+++ TEXT PROVIDED +++
I’ve been in a deep memoir-writing space for the last few weeks when I’m not working with clients–learn about the strange psychological trip of writing a memoir here in this New York magazine essay. I’m living that!
This week marks a shift into more social territory. I’m about to begin a private Tango Adventure with the Irish writer Alana Kirk, who also is a memoirist! Alana wrote Daughter, Mother, Me: How to survive when the people in your life need you most, all about surviving the sandwich generation years. Alana found herself both grieving for and caring for her beloved mother, supporting her dad, and raising three young daughters, while trying to get her career back on track.
Now Alana’s at work on a new book about how to make the most of life at mid-life. She’s actively disrupting the idea that life is all downhill after 40 while also being honest about the realities of ambition, health, sex, dating/relationships, and everything else. Check out her blog: Grin + Tonic: Redefining the Happy Hour of Life! Alana also writes a column about dating at mid-life for the Daily Mail. Here she investigates, who is having better sex, a 72-year-old mom or her middle-aged daughter?
The Tango Adventure is one of the things Alana’s doing as research for her new book. I’ll be sharing with her everything I know about how you can rediscover your sensuality through tango, and how we can use our age and experience to our advantage forty-plus to be “older, wiser, and hotter.” You’ll be hearing more about “older, wiser, and hotter” from me soon.
I have to tell you about how Alana got to me and the Tango Adventure because it says so much about how things happen in life. Alana got divorced two years ago, and after the divorce, she tried online dating for about a week and thought she might slit her wrists. (Cue stories of 70-year-old-men contacting a fortysomething woman!)
She gave up on online dating and instead signed up with an intro agency, figuring that she would at least get some age-appropriate introductions and a decent conversation with an interesting person.
One of those blind dates was with a man who had been recently widowed. The date did not result in a love connection; however. during dinner, the guy told Alana, “I follow this woman Sasha Cagen and quirkyalone. You should check it out.” She checked out quirkyalone, and that led her to the Tango Adventure, and now she is here in Buenos Aires embarking on a week of sensual discovery through tango with me.
Here are some photos from Alana’s first day!
So hey, guy who went out on the blind date with Alana in Ireland–you must be receiving my newsletter. Thanks for connecting us!
+++ SUPPLIED MATERIAL +++
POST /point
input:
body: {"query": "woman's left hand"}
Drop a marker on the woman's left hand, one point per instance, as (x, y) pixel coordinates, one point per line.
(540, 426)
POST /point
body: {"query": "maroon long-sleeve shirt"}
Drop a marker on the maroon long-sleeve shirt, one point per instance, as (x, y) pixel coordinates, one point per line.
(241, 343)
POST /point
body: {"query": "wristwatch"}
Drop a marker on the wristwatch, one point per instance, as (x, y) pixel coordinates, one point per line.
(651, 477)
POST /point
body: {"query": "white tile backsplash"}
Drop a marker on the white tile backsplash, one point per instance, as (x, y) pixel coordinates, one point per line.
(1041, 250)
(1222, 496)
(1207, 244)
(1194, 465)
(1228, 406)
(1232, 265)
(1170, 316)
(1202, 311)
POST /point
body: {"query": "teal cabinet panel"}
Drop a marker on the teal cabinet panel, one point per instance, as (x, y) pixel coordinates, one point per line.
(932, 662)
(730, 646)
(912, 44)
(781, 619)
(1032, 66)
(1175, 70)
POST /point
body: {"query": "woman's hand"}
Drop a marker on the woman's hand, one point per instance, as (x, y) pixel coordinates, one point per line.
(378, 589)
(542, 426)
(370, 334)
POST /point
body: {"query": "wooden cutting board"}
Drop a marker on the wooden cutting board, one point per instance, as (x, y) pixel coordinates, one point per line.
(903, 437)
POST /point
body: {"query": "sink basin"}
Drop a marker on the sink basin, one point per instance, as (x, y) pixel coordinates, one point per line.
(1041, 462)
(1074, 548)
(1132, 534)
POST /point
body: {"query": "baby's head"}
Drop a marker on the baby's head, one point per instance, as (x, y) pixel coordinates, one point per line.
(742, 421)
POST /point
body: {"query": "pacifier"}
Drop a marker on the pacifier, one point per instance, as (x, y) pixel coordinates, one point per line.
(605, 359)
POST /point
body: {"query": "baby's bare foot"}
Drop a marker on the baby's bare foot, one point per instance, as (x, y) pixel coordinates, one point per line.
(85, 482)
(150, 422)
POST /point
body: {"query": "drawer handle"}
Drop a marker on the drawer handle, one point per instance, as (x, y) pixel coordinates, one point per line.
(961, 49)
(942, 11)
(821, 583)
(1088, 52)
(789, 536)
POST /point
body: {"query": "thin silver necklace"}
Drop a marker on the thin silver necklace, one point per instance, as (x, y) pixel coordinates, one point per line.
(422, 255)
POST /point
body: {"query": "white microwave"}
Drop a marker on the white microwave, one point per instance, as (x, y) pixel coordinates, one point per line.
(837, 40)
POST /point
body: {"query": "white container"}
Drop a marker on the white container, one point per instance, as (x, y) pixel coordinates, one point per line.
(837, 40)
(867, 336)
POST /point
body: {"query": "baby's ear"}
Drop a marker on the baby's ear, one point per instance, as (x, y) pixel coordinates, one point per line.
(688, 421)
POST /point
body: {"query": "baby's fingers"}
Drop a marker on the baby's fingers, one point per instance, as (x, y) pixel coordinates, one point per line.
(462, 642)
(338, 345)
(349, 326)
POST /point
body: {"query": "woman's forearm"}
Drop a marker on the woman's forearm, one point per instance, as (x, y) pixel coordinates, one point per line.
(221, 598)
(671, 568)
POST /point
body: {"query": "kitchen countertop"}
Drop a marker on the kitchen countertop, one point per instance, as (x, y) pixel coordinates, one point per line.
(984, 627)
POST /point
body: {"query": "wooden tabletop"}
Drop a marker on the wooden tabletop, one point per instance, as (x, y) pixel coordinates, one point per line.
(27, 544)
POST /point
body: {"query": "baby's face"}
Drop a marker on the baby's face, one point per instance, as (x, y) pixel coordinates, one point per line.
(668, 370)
+++
• WORK REQUEST A: In the post about Alana Kirk's Tango Adventure, what is the title of the book Alana wrote about the sandwich generation years?
• WORK REQUEST B: In the post about Alana Kirk's Tango Adventure, which realities of mid-life is Alana described as being honest about in her new book?

• EXPECTED ANSWER A: Daughter, Mother, Me: How to survive when the people in your life need you most

• EXPECTED ANSWER B: Ambition, health, sex, and dating/relationships